[Énoncé du problème]: Modifiez toutes les entrées ci-dessous en remplaçant « pointer » par « cursor », sans rien changer d'autre. Veuillez ne pas inclure les images dans votre réponse.

[Données sources]:
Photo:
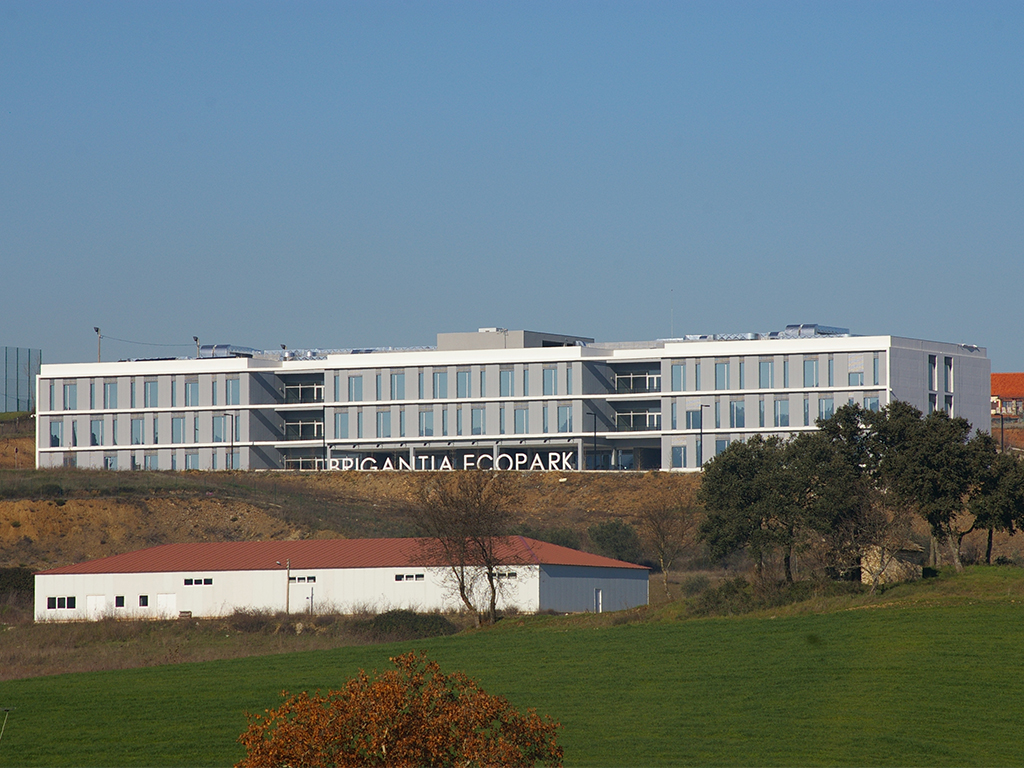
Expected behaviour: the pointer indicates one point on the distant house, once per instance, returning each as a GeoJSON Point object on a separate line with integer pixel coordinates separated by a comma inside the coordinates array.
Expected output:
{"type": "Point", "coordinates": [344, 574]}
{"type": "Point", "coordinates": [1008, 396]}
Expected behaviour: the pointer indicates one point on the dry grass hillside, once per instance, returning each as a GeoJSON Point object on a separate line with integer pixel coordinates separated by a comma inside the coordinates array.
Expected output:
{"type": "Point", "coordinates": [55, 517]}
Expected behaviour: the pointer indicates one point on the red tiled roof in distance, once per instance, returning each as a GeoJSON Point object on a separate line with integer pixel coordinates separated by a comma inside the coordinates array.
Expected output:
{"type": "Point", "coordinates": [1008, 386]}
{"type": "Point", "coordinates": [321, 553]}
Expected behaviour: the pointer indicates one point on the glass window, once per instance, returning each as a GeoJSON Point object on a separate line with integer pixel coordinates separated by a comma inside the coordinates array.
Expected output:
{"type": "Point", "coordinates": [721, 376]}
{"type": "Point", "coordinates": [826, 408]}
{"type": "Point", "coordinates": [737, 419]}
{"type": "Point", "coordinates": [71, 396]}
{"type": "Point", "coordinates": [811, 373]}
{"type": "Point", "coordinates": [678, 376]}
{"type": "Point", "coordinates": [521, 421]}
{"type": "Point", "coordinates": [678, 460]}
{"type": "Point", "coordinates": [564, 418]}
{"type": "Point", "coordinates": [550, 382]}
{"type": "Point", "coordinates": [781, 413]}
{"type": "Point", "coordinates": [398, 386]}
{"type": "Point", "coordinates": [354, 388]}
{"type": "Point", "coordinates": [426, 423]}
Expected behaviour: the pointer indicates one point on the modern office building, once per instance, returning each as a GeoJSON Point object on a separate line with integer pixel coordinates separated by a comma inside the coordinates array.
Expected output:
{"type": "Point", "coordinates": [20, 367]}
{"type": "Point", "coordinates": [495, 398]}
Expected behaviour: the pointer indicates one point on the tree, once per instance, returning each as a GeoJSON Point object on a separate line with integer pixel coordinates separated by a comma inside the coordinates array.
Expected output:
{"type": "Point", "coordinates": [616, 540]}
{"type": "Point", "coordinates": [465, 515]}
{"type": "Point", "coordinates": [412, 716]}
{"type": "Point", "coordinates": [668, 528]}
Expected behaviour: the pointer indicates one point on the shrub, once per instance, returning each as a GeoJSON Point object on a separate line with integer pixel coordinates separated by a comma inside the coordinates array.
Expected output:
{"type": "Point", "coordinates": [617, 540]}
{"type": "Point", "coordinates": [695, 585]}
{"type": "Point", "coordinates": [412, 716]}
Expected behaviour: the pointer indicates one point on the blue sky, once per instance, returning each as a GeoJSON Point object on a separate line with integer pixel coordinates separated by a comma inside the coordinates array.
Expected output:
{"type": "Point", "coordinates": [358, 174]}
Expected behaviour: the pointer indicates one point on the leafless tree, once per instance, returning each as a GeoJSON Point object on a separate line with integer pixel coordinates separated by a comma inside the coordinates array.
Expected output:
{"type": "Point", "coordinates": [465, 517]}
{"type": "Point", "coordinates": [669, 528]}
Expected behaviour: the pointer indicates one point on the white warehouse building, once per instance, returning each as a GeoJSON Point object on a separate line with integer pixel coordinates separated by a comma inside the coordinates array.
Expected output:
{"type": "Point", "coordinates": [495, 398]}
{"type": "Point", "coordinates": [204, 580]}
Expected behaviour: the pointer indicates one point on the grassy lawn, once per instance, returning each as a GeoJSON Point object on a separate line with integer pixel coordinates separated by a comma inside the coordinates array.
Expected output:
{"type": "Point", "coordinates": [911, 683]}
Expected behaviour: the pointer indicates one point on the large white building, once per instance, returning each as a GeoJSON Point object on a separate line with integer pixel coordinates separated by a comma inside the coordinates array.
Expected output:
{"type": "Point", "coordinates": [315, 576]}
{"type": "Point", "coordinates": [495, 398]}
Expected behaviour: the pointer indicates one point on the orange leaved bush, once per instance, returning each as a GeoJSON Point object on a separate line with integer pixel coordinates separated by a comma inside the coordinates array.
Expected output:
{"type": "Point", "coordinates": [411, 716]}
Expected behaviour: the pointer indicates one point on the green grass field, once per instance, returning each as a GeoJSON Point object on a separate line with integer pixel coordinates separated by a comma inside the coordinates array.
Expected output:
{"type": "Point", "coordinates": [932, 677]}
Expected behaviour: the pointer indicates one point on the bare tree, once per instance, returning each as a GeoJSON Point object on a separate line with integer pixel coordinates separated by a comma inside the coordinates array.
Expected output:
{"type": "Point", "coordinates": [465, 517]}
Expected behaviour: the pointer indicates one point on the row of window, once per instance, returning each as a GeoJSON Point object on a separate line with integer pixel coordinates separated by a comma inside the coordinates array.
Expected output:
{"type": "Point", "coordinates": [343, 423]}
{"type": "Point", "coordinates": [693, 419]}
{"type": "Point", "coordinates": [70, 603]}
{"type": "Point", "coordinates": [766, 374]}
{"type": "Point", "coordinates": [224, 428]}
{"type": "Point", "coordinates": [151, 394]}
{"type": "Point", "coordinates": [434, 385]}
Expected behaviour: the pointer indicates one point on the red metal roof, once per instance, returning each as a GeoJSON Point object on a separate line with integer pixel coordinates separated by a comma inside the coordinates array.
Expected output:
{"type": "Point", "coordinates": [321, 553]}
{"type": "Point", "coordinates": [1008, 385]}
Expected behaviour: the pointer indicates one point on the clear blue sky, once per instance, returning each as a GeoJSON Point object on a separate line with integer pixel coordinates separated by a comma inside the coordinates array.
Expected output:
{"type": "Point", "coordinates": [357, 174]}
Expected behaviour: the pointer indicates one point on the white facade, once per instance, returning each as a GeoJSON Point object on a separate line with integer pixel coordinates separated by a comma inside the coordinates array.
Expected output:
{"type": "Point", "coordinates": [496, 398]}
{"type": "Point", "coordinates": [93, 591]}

[Solution proposée]:
Photo:
Expected behaviour: the cursor indicates one point on the distant house, once per instance, returning each as a GeoJSON Point object on a separate line with integer pixel coordinates separated by a comma inside the coordinates array.
Expected output:
{"type": "Point", "coordinates": [344, 574]}
{"type": "Point", "coordinates": [1008, 396]}
Expected behaviour: the cursor indicates one point on the dry grass hillside, once per instance, returning each as a GeoJSON Point object on a separate line with integer pixel coordinates separated by a comma inside the coordinates array.
Expected output:
{"type": "Point", "coordinates": [55, 517]}
Expected behaviour: the cursor indicates one point on the red tiled roof in distance, once per instance, returning each as a GeoJSON Point object on a separate line with integer pixel coordinates separated by a comma inside the coordinates array.
Expected output:
{"type": "Point", "coordinates": [1008, 386]}
{"type": "Point", "coordinates": [321, 553]}
Expected behaviour: the cursor indicates one point on the glass window, once per instance, returning each as a GeoJSON Point object on a separate line with integer pixel coordinates separated by a comma inside the coordinates array.
Expected output:
{"type": "Point", "coordinates": [721, 376]}
{"type": "Point", "coordinates": [826, 408]}
{"type": "Point", "coordinates": [737, 419]}
{"type": "Point", "coordinates": [71, 396]}
{"type": "Point", "coordinates": [811, 373]}
{"type": "Point", "coordinates": [678, 376]}
{"type": "Point", "coordinates": [521, 421]}
{"type": "Point", "coordinates": [678, 460]}
{"type": "Point", "coordinates": [564, 418]}
{"type": "Point", "coordinates": [550, 382]}
{"type": "Point", "coordinates": [781, 413]}
{"type": "Point", "coordinates": [398, 386]}
{"type": "Point", "coordinates": [354, 388]}
{"type": "Point", "coordinates": [426, 423]}
Expected behaviour: the cursor indicates one point on the modern office building, once per instance, returning each as a GeoJSON Point object on a separate line with integer pixel coordinates separated by a comma inside the coordinates array.
Expected output:
{"type": "Point", "coordinates": [20, 367]}
{"type": "Point", "coordinates": [495, 398]}
Expected behaviour: the cursor indicates one point on the tree, once per instance, returning each as a GeoJSON Point object on a separate line with integer pixel coordinates separated by a comma inside the coordinates array.
Expected output:
{"type": "Point", "coordinates": [616, 540]}
{"type": "Point", "coordinates": [465, 515]}
{"type": "Point", "coordinates": [412, 716]}
{"type": "Point", "coordinates": [668, 528]}
Expected behaviour: the cursor indicates one point on the shrub, once per instance, returning each as a GeoJSON Point object on a separate line with integer pixel coordinates separated by a comma inside the coordinates array.
Expected output:
{"type": "Point", "coordinates": [617, 540]}
{"type": "Point", "coordinates": [695, 585]}
{"type": "Point", "coordinates": [412, 716]}
Expected behaviour: the cursor indicates one point on the blue sky, once per instance, returning each as a GeoJSON Point object on a separate line with integer pixel coordinates separated by a comma inside the coordinates array.
Expected output:
{"type": "Point", "coordinates": [358, 174]}
Expected behaviour: the cursor indicates one point on the leafless tree, once per instance, returning each as a GeoJSON Point object on a separate line with integer pixel coordinates separated by a comma inside the coordinates array.
Expected output:
{"type": "Point", "coordinates": [465, 517]}
{"type": "Point", "coordinates": [669, 528]}
Expected behaviour: the cursor indicates one point on the white warehouse building, once per instance, returning each as a GeoJSON Point object on a separate line with integer pixel coordinates separated by a comma inside the coordinates array.
Expected output:
{"type": "Point", "coordinates": [495, 398]}
{"type": "Point", "coordinates": [204, 580]}
Expected behaviour: the cursor indicates one point on the grassy lawn, once per instance, returning each as a GeoJSON Point object on a separate line with integer pixel coordinates separated by a comma inside the coordinates array.
Expected output:
{"type": "Point", "coordinates": [911, 683]}
Expected behaviour: the cursor indicates one point on the large white building, once per instance, returning each as a GeoJSON Point object on a separate line with integer pixel coordinates separated by a comma inside the coordinates array.
Expected output:
{"type": "Point", "coordinates": [315, 576]}
{"type": "Point", "coordinates": [495, 398]}
Expected behaviour: the cursor indicates one point on the orange leaved bush, once per instance, returning each as a GeoJSON Point object on a separate line with integer pixel coordinates separated by a comma inside the coordinates array.
Expected output:
{"type": "Point", "coordinates": [411, 716]}
Expected behaviour: the cursor indicates one point on the green grass field, once per instance, returning each as a GeoJSON Point object on a separate line with integer pixel coordinates separated by a comma inside the coordinates array.
Expected output:
{"type": "Point", "coordinates": [932, 677]}
Expected behaviour: the cursor indicates one point on the bare tree, once per instance, returning each as a GeoJSON Point object on a separate line with integer pixel coordinates separated by a comma inside the coordinates array.
Expected output:
{"type": "Point", "coordinates": [465, 517]}
Expected behaviour: the cursor indicates one point on the row of window, once per instance, returning each as a GeoJSON Point object on a separate line with integer pixel coordinates separated by a comma inside the coordinates array.
Expected output:
{"type": "Point", "coordinates": [343, 423]}
{"type": "Point", "coordinates": [693, 419]}
{"type": "Point", "coordinates": [70, 603]}
{"type": "Point", "coordinates": [766, 374]}
{"type": "Point", "coordinates": [224, 428]}
{"type": "Point", "coordinates": [151, 394]}
{"type": "Point", "coordinates": [434, 385]}
Expected behaviour: the cursor indicates one point on the red metal roof, once per instance, returning each as a GeoJSON Point object on a separate line with integer pixel coordinates separated by a comma inside the coordinates array.
Expected output:
{"type": "Point", "coordinates": [321, 553]}
{"type": "Point", "coordinates": [1008, 385]}
Expected behaviour: the cursor indicates one point on the clear blue sky, once per instance, returning each as a GeoJSON Point object on a separate line with integer pixel coordinates separated by a comma inside the coordinates array.
Expected output:
{"type": "Point", "coordinates": [357, 174]}
Expected behaviour: the cursor indicates one point on the white facade, once per instance, returning each as a GeoJSON Point object on a separate line with integer pixel coordinates separated by a comma inside the coordinates array.
Expected output:
{"type": "Point", "coordinates": [496, 398]}
{"type": "Point", "coordinates": [93, 591]}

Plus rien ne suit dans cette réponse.